(Stored data entries)
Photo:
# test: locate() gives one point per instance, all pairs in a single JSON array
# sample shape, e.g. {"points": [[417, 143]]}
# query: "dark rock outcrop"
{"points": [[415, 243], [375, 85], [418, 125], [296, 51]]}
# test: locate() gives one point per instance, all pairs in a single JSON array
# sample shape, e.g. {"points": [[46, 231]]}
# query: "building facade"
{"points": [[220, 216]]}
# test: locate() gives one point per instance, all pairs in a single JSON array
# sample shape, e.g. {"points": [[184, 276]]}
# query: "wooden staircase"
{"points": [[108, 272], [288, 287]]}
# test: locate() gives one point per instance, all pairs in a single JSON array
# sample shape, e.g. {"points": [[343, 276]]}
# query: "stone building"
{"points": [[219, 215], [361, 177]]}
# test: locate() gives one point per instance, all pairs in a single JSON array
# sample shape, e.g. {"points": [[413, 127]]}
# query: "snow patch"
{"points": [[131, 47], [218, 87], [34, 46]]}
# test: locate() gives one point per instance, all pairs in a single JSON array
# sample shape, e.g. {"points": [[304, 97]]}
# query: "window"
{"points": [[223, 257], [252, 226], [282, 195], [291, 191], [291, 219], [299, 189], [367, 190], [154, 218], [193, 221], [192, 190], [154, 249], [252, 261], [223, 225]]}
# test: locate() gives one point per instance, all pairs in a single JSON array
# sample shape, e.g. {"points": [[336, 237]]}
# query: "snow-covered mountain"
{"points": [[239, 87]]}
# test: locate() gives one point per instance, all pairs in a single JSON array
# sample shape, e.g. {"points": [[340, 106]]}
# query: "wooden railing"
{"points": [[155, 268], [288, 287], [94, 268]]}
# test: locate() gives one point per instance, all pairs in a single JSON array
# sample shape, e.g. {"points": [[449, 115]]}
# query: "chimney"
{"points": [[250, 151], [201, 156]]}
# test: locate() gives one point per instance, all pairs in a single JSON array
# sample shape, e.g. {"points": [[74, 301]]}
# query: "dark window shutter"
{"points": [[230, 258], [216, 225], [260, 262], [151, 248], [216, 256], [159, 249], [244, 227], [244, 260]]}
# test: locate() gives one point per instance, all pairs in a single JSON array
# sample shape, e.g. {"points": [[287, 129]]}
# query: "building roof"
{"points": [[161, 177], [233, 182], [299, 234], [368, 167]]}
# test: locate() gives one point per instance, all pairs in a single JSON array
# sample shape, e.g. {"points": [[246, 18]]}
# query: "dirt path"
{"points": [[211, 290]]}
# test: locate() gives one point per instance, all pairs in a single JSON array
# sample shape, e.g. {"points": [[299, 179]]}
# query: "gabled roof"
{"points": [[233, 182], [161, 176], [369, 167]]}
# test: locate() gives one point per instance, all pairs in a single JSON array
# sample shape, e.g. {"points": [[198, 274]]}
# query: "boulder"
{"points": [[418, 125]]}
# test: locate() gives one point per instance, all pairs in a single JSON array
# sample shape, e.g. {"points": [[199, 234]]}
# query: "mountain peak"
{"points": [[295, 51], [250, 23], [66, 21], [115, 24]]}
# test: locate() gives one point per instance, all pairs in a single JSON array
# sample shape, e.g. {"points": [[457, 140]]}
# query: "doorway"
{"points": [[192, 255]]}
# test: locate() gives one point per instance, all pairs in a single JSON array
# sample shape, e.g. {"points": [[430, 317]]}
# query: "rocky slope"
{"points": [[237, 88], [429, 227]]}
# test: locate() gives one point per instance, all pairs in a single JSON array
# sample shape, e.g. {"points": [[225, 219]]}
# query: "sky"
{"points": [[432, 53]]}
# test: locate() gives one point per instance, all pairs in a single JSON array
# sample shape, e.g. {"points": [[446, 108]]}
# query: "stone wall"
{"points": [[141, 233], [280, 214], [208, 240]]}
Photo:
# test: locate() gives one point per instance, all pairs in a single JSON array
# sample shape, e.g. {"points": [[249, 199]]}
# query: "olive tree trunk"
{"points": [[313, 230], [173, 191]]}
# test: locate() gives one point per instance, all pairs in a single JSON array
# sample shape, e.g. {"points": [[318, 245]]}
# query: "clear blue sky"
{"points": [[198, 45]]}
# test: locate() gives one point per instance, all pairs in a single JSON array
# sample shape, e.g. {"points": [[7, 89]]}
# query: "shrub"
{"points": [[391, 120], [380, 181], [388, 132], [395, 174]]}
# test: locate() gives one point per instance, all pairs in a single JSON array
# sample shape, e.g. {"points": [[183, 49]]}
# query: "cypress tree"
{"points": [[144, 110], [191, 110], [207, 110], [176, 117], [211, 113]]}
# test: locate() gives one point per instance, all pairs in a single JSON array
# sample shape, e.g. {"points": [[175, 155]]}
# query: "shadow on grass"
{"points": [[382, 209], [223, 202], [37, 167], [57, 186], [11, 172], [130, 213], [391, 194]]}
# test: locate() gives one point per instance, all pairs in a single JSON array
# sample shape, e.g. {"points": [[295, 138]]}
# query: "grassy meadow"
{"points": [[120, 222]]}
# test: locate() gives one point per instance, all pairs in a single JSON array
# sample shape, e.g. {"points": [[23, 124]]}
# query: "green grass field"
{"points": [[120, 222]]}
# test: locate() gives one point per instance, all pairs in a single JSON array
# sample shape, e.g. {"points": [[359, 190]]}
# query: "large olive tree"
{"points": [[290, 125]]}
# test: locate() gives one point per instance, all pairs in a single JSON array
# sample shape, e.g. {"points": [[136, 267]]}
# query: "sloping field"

Problem statement – Without changing a word, print all of the entries above.

Answer below –
Photo:
# test: locate() gives one point per instance, all pairs in a single JSON array
# sample shape, e.g. {"points": [[417, 143]]}
# query: "dark rock outcrop"
{"points": [[415, 243], [375, 85], [418, 125], [296, 51]]}
# test: locate() gives one point per instance, all pairs in a single JSON array
# sample shape, e.g. {"points": [[46, 231]]}
# query: "building facade"
{"points": [[220, 216]]}
# test: locate() gives one point per instance, all pairs in a single JSON array
# sample shape, e.g. {"points": [[184, 276]]}
# query: "wooden staircase"
{"points": [[108, 272], [288, 287]]}
# test: locate() gives one point per instance, all pairs in a single JSON array
# sample shape, e.g. {"points": [[343, 276]]}
# query: "stone building"
{"points": [[219, 215], [361, 177]]}
# test: locate() gives one point per instance, all pairs in a single JSON array
# sample shape, e.g. {"points": [[413, 127]]}
# query: "snow patch"
{"points": [[131, 47], [218, 87], [34, 46]]}
# test: locate() gives one point per instance, all pairs in a single JSON array
# sample shape, e.g. {"points": [[304, 97]]}
# query: "window"
{"points": [[223, 257], [252, 226], [282, 195], [291, 191], [291, 219], [299, 189], [367, 190], [154, 218], [193, 221], [192, 190], [154, 249], [252, 261], [223, 225]]}
# test: locate() gives one point per instance, all pairs in a single JSON array
# sample shape, e.g. {"points": [[336, 237]]}
# query: "snow-covered mountain"
{"points": [[239, 87]]}
# test: locate() gives one point per instance, all pairs in a single JSON array
# sample shape, e.g. {"points": [[340, 106]]}
# query: "wooden railing"
{"points": [[155, 268], [288, 287], [94, 268]]}
# test: locate() gives one point per instance, all pairs in a single JSON array
# sample shape, e.g. {"points": [[449, 115]]}
# query: "chimney"
{"points": [[250, 151], [201, 156]]}
# test: locate() gives one point per instance, all pairs in a single JSON array
# sample shape, e.g. {"points": [[74, 301]]}
# query: "dark window shutter"
{"points": [[230, 258], [216, 225], [260, 262], [151, 248], [216, 256], [159, 249], [244, 227], [244, 260]]}
# test: locate() gives one point per instance, all pairs in a single JSON array
# sample shape, e.g. {"points": [[287, 129]]}
# query: "building roof"
{"points": [[161, 177], [233, 182], [299, 234], [368, 167]]}
# test: locate() gives one point per instance, all pairs in a single JSON array
# sample shape, e.g. {"points": [[246, 18]]}
# query: "dirt path"
{"points": [[211, 290]]}
# test: locate() gives one point per instance, all pairs in a single JSON array
# sample shape, e.g. {"points": [[299, 179]]}
# query: "gabled roof"
{"points": [[233, 182], [161, 176], [369, 167]]}
# test: locate() gives one point per instance, all pairs in a single JSON array
# sample shape, e.g. {"points": [[198, 274]]}
# query: "boulder"
{"points": [[418, 125]]}
# test: locate() gives one point per instance, all pairs in a single JSON array
# sample shape, e.g. {"points": [[199, 234]]}
# query: "mountain peak"
{"points": [[295, 51], [250, 23], [66, 21], [115, 24]]}
# test: locate() gives one point per instance, all pairs in a single JSON array
# sample shape, e.g. {"points": [[457, 140]]}
# query: "doorway"
{"points": [[192, 255]]}
# test: locate() gives one point per instance, all pairs in a single JSON array
# sample shape, e.g. {"points": [[430, 317]]}
# query: "rocky slope"
{"points": [[237, 88], [429, 227]]}
# test: locate() gives one point per instance, all pairs in a single JSON array
# sample shape, e.g. {"points": [[225, 219]]}
# query: "sky"
{"points": [[432, 53]]}
# test: locate() gives one point per instance, all pairs in a single JSON array
# sample shape, e.g. {"points": [[446, 108]]}
# query: "stone wall"
{"points": [[141, 233], [280, 214], [208, 240]]}
Photo:
# test: locate() gives one point per instance, all pairs in a single JSON array
# sample shape, e.g. {"points": [[249, 199]]}
# query: "olive tree trunk"
{"points": [[313, 230], [173, 191]]}
# test: locate() gives one point per instance, all pairs in a single JSON array
# sample shape, e.g. {"points": [[318, 245]]}
# query: "clear blue sky"
{"points": [[198, 45]]}
# test: locate() gives one point per instance, all pairs in a single JSON array
# sample shape, e.g. {"points": [[7, 89]]}
# query: "shrub"
{"points": [[391, 120], [380, 181], [388, 132], [395, 174]]}
# test: locate() gives one point per instance, all pairs in a single JSON array
# sample shape, e.g. {"points": [[183, 49]]}
# query: "cypress tree"
{"points": [[144, 110], [191, 110], [207, 110], [176, 117], [211, 113]]}
# test: locate() gives one point per instance, all pairs in a single JSON array
# sample shape, e.g. {"points": [[175, 155]]}
# query: "shadow on grass"
{"points": [[382, 209], [223, 202], [37, 167], [57, 186], [11, 172], [130, 213], [391, 194]]}
# test: locate() gives one point per instance, all pairs in a single JSON array
# sample shape, e.g. {"points": [[295, 138]]}
# query: "grassy meadow"
{"points": [[120, 222]]}
# test: locate() gives one point per instance, all pairs in a single JSON array
# sample shape, e.g. {"points": [[23, 124]]}
# query: "green grass field"
{"points": [[120, 222]]}
# test: locate() gives one point per instance, all pairs in a single JSON array
# sample shape, e.g. {"points": [[359, 190]]}
# query: "large olive tree"
{"points": [[290, 125]]}
# test: locate() gives one point per instance, all pairs in a single JSON array
# sample shape, e.g. {"points": [[136, 267]]}
# query: "sloping field"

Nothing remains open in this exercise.